## THE TASK
Although the records include pictures, print only the rest, exactly as written.

## Dataset items
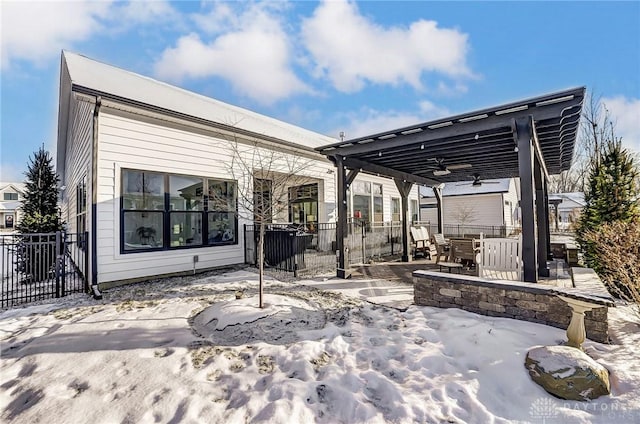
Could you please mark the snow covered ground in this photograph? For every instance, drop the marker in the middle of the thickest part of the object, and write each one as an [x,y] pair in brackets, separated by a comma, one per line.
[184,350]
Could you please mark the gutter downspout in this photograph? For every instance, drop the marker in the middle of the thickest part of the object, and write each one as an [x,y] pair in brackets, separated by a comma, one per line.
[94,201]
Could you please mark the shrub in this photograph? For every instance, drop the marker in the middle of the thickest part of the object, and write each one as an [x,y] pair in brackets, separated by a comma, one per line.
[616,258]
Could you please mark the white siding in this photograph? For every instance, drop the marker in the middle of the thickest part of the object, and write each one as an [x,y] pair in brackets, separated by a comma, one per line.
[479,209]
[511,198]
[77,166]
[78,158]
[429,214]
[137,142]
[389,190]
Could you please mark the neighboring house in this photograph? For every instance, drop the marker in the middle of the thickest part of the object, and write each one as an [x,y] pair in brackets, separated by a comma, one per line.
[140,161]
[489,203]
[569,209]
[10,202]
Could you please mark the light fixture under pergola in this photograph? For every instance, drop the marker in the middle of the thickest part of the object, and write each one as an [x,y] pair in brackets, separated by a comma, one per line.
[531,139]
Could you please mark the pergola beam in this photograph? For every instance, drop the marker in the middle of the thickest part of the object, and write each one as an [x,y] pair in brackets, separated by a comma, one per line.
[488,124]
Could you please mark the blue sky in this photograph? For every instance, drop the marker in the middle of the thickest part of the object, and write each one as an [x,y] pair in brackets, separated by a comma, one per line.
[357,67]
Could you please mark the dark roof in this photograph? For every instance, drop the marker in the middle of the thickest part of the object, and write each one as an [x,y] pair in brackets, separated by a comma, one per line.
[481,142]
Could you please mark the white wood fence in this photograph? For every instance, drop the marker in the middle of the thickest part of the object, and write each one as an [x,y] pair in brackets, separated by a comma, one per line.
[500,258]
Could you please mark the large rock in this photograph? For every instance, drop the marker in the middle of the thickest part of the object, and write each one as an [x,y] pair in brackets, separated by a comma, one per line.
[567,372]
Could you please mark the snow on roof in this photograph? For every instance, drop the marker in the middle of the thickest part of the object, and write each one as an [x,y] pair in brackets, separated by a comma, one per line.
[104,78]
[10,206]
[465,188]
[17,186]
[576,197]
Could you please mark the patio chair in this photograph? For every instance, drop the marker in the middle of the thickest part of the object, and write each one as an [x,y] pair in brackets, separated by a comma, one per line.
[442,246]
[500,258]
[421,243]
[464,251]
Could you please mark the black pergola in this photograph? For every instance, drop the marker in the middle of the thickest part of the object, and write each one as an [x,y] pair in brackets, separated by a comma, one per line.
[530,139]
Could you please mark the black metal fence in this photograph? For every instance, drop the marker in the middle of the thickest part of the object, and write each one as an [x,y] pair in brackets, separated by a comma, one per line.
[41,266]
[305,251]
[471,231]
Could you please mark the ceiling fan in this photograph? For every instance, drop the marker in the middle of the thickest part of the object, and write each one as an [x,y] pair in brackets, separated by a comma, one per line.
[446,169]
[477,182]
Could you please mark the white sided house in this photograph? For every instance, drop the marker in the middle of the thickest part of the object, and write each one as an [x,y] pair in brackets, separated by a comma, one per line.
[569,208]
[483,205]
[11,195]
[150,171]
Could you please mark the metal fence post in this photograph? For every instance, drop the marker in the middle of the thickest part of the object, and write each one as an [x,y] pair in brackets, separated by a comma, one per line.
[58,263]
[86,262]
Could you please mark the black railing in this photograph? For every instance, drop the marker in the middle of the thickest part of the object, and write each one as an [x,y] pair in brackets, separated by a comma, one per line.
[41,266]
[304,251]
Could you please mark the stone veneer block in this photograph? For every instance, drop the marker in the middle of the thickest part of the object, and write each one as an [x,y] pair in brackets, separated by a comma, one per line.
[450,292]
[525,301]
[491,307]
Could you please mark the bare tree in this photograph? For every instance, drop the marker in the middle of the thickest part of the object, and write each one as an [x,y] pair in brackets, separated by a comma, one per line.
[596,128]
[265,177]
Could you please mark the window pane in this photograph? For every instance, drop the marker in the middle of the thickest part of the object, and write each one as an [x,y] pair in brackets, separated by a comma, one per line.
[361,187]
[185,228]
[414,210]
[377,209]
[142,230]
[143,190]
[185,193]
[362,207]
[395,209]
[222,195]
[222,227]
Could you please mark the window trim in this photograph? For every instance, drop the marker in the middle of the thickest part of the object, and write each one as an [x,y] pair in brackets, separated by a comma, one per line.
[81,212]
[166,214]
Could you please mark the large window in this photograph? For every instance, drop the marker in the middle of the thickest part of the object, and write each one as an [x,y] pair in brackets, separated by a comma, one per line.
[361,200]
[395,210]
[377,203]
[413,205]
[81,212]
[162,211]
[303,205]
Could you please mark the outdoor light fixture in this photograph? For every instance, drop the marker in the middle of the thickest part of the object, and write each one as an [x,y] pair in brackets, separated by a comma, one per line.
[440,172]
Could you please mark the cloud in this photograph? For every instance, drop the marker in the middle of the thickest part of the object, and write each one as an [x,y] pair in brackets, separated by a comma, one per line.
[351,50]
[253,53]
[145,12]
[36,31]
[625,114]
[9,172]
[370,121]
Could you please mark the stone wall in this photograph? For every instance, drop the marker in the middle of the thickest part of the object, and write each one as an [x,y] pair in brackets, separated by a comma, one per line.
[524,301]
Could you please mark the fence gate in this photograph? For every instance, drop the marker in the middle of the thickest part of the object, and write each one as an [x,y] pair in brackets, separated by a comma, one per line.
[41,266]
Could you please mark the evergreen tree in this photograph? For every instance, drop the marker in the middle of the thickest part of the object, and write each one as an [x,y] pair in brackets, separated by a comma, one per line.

## EXERCISE SOLUTION
Could you please mark the snow covered ground in this photograph? For every instance, drop the marker in the middle of the thickest part of the object, and write each one as an [x,y] pair in brackets, separated by a comma, one per line.
[184,350]
Could you please mark the gutter downspout in this photograph? For every instance, drop the marker in the middle of the thickest part of the object, and write each one as an [x,y] pair in brackets, separated by a comma, one per line.
[94,201]
Could you please mark the shrub in this photograph? For every instance, drop the marker in the middle of the thickest part of the object, and write each one as an [x,y] pair in brackets, separated by a comma, one per line.
[616,258]
Could you please mark the white siding in this photograph? For every instance, drop the marker in the middle of the thickest part of the object, and write each one as an [x,y] pair in brackets, separated by a comma, one per line.
[479,209]
[511,198]
[77,166]
[78,158]
[429,214]
[137,142]
[389,190]
Could you please mark the neighboring house in this photograph? For every instance, drop the marker in the middle of the thickest part of the object, and write each one as an [x,y] pair in brackets, separated by a comma, one per line.
[140,161]
[489,203]
[569,209]
[10,202]
Could you please mark the light fixture under pergola in this photograph? For every instance, drop the marker in the middle of the thickest part of the object, and write each one as an [x,y] pair in brackets, separated by a comma, one per line.
[531,139]
Could you please mark the pergola beam in this photograph? For every instance, drop the marker in the middle of the thickest part of the object, and write each one as an [x,y] pair in brackets, separated by a comma, one per line.
[488,124]
Could you please mark the blue sky in this photograph? For every instance, drop the marker in the middle of the thickest part of the object, and write each one as an [x,y] pair in brackets, separated by a comma, one per line.
[357,67]
Could you please mark the dark roof in this photograph? For every instance, drop the marker in the middle of the thickest part of the object, and write each one as an [x,y] pair in brackets, separated by a comma, one per line.
[481,142]
Could you please mark the white wood fence in this photograph? For every instance, drop the marker in the middle of the thickest part of the object, and write each one as an [x,y] pair in brackets, separated by a comma, one per line.
[500,258]
Could you please mark the large rock in this photograph? For every instance, drop the marker in the middle of the thickest part of the object, and write each one as an [x,y] pair in brackets, separated by a comma, one per line.
[567,372]
Could you please mark the snow on roof in this photograph? For every instance, drop the marker in the middle of the thickest part of the object, and write each one as an [x,y] pair in brackets, separated by a comma, one per line.
[104,78]
[10,206]
[465,188]
[17,186]
[576,197]
Could you please mark the patio chair in this photograph? For every instance, drop the marker in the middle of the thickest part of the object, and write each one as an [x,y] pair in brackets, separated by a comma, one per line.
[442,246]
[500,258]
[421,243]
[464,251]
Could you please mark the black pergola in this photograph? For every instance, drop the marker in the middle of the thickest part of the object, and write each one as an [x,y] pair in brackets, separated by a comma, one per line.
[530,139]
Could you please mark the black metal fence in this photograph? For every instance, drop the marker in the middle of the thickest part of the object, and write each one as an [x,y] pair in brackets, separated by a comma, one per line.
[41,266]
[305,251]
[471,231]
Could you please mark the ceiling fan in this photograph? For every instance, drop the marker in the middle of the thickest part of the object, and write each one as an [x,y] pair in brackets, separated by a comma, one per line.
[446,169]
[477,182]
Could you please mark the white sided house in this photograph? For every instance, drop the marker in the middle of the thickest part of the object, and write each one as an [x,y] pair in brackets, separated by a comma, one per line.
[569,208]
[483,205]
[11,195]
[150,171]
Could you please mark the metal fence post in this photograph? For every instance, drop the marker in the middle of the thickest part of the object, and write each one as an [x,y] pair in brackets, separated by a comma, one per line.
[58,263]
[86,262]
Could you please mark the black railing in this photograph? For every instance, drop the marker in the middle of the thickest part of the object, and write each one as an [x,y] pair in brackets, separated by a comma, one per line.
[41,266]
[304,251]
Could you please mark the stone veneer block in this photograph? For every instance, drop the marker in the middle of the thickest part of the object, and write each one as an [x,y] pair in brackets, separated by a comma, one per line.
[450,292]
[525,301]
[491,307]
Could you please mark the bare tree in this photograph? For every instance, drop the marker in the middle of the thickest part of the object, and write each one as an [x,y] pair in brackets, separated by a comma, one per line.
[596,128]
[265,177]
Could you please mark the window pane in this photograph? For every instance, drop the marker in the middle of the thickest part of the object, and write each one as an [x,y] pair in brackets, separated by a comma, one per line.
[361,187]
[185,228]
[414,210]
[377,209]
[142,230]
[143,190]
[185,193]
[362,207]
[395,209]
[222,195]
[222,227]
Could you please mark the window trim in this photograph? For every instance, drop the marker in the middle of the thickest part of the object, and write each one as an [x,y] pair in brackets, separated by a comma, one per line.
[81,212]
[166,214]
Could you please mark the large window in this photograph? For every instance, drop the marker in the middle of the thickest part of the object, and write each one as an [x,y] pair in brackets, separated by a comma, one per line.
[361,200]
[395,210]
[377,203]
[413,205]
[81,212]
[162,211]
[303,205]
Could you please mark the outdoor light fixture in this photograph? For every instance, drop the marker in the middle of the thickest part of the object, and write each one as an [x,y] pair in brackets, separated by a comma, one per line.
[440,172]
Could you please mark the cloud in this photograph? For every instance, drop the marker in the middle of the thickest part of the object, and write each one as an [x,y] pair in brackets, separated by a comma, one per line.
[351,50]
[253,53]
[145,12]
[36,31]
[625,114]
[9,172]
[370,121]
Could you please mark the stone wall in this photograph? For every instance, drop the marker in the middle of the thickest part of the object, and write each one as an [x,y] pair in brackets, separated by a comma, one per line.
[524,301]
Could you please mark the fence gate in this photograph? For every instance, drop the marker in the middle of the thickest part of the object, and write each one as an [x,y] pair in brackets, separated by a comma, one per line.
[41,266]
Could you please mark the evergreen tree in this photograph? For every instance, drop the marker in the middle of the thickest part of the object, and write each one as an [x,y] pair in brackets, separated by a comma, one per line.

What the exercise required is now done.